TASK: Reproduce the text of the material below verbatim, line for line, and leave out the pictures.

START THE DATA

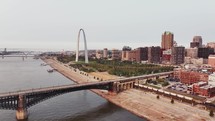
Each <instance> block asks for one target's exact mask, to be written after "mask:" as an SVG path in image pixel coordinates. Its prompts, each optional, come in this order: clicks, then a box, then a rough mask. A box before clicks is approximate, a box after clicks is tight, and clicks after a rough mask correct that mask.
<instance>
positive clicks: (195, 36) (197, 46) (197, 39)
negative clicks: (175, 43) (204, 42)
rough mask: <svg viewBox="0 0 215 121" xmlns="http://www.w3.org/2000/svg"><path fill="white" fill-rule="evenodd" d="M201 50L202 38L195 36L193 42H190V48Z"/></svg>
mask: <svg viewBox="0 0 215 121" xmlns="http://www.w3.org/2000/svg"><path fill="white" fill-rule="evenodd" d="M195 47H197V48H199V47H202V37H201V36H194V37H193V41H192V42H190V48H195Z"/></svg>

END THE DATA

ANSWER AREA:
Each <instance> block asks for one target's exact mask, to be written after "mask:" as an SVG path in image pixel coordinates. Its prompts, each optional, come in this order: clicks, then a box, then a rough mask. A box before clicks is approximate, a box after clicks is tight, and clicks after a rough mask correct that mask.
<instance>
positive clicks: (195, 36) (197, 46) (197, 39)
negative clicks: (175, 43) (204, 42)
rough mask: <svg viewBox="0 0 215 121" xmlns="http://www.w3.org/2000/svg"><path fill="white" fill-rule="evenodd" d="M201 50L202 38L195 36L193 42H190V48Z"/></svg>
mask: <svg viewBox="0 0 215 121" xmlns="http://www.w3.org/2000/svg"><path fill="white" fill-rule="evenodd" d="M195 47H197V48H199V47H202V37H201V36H194V37H193V41H192V42H190V48H195Z"/></svg>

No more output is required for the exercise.